[Exercise objective] Rewrite every row from the one containing "Category: flag with yellow star" down to the end of the rows, replacing "dome" with "cupola" and leaving everything else unchanged.

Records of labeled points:
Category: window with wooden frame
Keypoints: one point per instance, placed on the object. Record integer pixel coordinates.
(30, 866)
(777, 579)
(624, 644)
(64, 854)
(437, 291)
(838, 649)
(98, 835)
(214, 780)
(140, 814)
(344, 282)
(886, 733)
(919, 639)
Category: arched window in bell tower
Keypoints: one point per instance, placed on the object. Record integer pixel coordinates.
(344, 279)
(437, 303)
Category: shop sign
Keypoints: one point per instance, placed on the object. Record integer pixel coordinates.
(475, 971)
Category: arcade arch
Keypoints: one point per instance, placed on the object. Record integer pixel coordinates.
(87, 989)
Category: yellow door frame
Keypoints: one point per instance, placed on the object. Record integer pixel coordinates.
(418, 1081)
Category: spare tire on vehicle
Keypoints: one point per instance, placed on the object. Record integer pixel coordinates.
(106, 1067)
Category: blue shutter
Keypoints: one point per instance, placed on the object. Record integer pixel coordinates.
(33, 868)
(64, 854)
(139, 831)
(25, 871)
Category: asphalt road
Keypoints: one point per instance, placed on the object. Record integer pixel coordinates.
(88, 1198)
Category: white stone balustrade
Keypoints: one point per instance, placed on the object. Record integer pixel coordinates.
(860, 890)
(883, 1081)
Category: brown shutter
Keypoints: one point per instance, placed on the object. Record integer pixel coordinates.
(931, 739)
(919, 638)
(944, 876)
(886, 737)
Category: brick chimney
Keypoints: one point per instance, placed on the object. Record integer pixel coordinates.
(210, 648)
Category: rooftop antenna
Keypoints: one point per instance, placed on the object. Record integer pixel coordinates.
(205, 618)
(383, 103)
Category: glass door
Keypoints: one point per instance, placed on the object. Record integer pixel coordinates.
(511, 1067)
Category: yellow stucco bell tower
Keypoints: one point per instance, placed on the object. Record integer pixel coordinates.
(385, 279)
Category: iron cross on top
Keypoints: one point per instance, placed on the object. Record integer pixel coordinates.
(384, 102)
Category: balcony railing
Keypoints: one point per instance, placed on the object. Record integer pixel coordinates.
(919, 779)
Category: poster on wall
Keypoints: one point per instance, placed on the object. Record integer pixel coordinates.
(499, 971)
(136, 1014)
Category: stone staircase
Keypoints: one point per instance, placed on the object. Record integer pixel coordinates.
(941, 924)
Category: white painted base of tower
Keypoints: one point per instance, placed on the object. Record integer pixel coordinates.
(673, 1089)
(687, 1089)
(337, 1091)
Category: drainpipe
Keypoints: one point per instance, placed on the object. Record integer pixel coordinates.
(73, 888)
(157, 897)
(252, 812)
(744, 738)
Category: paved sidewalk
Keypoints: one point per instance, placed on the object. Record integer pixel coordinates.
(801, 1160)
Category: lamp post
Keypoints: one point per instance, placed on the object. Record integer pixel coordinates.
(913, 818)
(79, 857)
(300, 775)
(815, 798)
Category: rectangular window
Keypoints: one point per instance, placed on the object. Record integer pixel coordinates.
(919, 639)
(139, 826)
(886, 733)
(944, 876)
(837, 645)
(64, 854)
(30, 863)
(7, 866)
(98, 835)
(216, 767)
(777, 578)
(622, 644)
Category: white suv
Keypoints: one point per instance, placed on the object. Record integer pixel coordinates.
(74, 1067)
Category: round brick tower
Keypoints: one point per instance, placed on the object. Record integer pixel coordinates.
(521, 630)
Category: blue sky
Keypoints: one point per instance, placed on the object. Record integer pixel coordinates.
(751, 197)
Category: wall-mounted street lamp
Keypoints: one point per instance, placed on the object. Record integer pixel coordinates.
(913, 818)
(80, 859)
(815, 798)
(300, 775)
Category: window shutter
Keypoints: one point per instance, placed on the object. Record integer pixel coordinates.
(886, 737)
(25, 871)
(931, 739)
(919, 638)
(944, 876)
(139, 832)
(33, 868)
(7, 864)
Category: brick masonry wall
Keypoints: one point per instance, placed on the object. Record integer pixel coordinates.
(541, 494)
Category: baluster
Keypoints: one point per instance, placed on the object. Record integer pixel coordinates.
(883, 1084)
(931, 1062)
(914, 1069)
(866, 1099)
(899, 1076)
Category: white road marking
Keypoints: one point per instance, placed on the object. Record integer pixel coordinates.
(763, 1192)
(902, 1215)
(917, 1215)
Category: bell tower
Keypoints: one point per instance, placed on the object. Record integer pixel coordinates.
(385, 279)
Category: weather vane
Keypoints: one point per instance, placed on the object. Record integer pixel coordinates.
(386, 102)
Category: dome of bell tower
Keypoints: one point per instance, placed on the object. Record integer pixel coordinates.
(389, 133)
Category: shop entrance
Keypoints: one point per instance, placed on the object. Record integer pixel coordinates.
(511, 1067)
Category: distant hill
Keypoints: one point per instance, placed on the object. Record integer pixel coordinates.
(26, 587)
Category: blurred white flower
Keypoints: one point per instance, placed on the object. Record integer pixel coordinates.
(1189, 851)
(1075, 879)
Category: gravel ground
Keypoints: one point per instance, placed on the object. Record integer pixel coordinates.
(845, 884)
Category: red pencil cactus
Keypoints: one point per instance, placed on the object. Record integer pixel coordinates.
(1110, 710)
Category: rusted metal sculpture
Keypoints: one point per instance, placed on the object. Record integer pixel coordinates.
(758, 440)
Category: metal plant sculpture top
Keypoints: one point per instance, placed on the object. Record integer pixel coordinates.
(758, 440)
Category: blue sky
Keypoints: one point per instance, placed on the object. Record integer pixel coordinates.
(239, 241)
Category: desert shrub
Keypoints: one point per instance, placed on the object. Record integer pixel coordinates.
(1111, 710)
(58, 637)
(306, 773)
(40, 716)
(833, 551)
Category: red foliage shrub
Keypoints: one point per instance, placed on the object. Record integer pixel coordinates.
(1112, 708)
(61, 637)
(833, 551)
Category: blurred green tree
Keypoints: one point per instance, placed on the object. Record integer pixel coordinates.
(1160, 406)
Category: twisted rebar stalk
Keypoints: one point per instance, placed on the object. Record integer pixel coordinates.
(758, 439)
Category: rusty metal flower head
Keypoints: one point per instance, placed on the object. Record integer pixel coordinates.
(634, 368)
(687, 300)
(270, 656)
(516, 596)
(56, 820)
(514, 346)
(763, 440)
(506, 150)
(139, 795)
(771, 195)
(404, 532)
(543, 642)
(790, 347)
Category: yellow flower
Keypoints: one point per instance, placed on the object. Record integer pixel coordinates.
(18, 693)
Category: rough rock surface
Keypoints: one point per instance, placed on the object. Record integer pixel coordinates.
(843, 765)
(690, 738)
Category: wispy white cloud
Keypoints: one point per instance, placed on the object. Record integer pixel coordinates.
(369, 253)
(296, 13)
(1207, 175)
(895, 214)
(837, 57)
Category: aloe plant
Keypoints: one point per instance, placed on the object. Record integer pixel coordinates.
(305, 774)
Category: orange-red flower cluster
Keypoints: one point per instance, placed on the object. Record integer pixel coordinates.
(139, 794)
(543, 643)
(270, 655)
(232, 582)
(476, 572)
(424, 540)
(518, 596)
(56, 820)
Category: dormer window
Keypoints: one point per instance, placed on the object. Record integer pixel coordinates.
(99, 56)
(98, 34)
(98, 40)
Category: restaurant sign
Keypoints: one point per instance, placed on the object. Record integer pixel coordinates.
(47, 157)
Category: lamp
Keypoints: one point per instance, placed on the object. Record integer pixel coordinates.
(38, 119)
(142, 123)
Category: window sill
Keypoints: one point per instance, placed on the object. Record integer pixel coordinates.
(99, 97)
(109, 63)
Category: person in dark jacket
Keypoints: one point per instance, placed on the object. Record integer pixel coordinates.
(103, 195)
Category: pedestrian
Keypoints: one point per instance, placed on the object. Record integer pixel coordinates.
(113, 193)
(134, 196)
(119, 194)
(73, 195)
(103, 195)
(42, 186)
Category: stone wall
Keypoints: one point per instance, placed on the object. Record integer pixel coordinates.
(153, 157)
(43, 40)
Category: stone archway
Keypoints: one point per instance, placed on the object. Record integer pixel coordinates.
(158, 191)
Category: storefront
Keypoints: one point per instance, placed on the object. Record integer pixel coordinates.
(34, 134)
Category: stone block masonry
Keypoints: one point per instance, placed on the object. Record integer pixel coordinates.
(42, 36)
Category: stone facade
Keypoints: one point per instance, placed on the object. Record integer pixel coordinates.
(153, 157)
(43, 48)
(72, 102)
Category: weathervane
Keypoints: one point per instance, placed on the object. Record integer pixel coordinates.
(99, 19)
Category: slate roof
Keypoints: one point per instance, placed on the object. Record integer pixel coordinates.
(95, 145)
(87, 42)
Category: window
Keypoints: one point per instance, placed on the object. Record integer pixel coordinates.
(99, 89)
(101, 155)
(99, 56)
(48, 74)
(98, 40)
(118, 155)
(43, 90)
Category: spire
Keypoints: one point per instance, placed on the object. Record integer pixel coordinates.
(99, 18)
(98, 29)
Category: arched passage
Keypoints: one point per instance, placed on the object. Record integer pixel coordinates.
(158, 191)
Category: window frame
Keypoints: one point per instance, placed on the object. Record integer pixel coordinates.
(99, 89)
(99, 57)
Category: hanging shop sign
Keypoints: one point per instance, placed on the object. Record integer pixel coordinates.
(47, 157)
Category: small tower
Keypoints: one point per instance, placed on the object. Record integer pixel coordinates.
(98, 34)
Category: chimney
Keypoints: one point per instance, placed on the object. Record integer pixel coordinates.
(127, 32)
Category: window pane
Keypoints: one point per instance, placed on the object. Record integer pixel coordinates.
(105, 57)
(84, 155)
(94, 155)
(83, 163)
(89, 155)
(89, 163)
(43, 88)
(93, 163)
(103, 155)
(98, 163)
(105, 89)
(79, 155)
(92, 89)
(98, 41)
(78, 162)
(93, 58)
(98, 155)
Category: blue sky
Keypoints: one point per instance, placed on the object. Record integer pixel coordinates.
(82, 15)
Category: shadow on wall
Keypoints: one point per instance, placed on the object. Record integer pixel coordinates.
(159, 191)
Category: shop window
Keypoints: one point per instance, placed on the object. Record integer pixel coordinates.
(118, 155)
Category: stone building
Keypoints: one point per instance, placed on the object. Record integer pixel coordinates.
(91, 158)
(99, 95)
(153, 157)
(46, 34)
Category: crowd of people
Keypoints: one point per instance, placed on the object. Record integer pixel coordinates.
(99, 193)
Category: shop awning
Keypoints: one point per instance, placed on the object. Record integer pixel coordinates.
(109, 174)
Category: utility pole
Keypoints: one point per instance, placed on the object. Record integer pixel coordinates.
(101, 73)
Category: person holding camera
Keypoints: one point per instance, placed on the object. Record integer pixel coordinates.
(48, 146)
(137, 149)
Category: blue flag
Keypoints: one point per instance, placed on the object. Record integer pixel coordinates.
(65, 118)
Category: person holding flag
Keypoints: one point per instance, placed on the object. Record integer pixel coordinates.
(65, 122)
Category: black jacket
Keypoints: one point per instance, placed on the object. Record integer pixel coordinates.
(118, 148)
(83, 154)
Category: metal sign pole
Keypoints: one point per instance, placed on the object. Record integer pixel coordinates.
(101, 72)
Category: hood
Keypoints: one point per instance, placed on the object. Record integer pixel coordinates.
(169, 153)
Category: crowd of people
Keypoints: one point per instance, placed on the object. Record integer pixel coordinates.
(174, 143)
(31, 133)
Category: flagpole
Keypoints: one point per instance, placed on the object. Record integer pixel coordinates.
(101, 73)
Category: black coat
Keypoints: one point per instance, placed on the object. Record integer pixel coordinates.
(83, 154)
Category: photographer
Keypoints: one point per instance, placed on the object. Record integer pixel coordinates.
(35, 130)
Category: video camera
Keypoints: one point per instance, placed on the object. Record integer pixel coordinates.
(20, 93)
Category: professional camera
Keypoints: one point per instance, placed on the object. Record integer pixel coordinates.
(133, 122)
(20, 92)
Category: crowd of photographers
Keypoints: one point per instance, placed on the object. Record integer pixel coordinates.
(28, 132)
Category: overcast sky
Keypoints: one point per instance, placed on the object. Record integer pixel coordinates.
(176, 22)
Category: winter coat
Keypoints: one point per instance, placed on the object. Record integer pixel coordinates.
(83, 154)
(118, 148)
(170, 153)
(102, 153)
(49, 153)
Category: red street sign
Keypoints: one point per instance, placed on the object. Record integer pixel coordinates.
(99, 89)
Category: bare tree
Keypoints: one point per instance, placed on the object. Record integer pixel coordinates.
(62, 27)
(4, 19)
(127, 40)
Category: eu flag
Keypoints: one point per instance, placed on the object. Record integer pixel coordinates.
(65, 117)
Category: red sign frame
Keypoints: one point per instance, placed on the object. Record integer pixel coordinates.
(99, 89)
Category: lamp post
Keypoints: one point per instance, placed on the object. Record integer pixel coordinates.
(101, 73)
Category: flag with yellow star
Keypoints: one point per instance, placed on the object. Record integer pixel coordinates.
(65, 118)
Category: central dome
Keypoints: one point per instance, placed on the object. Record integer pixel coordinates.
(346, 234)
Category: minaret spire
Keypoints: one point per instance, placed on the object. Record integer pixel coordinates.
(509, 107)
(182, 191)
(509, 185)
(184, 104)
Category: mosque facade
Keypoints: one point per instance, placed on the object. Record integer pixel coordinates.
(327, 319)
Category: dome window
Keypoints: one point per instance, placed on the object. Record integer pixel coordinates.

[Full response]
Category: flag with yellow star
Keypoints: one point per instance, placed on the object. Record integer pixel coordinates.
(65, 118)
Category: central cupola
Keypoints: one point per instance, placed on the object. Record integer pixel coordinates.
(346, 234)
Category: minaret spire
Keypoints: one point per instance, placed on the object. Record integer pixel coordinates.
(509, 107)
(182, 191)
(509, 185)
(184, 104)
Category: mosque facade
Keypoints: one point per instance, placed on the object. Record integer pixel coordinates.
(327, 319)
Category: cupola window
Keypoints: one point per instance, placed on the object. Record integer pixel coordinates.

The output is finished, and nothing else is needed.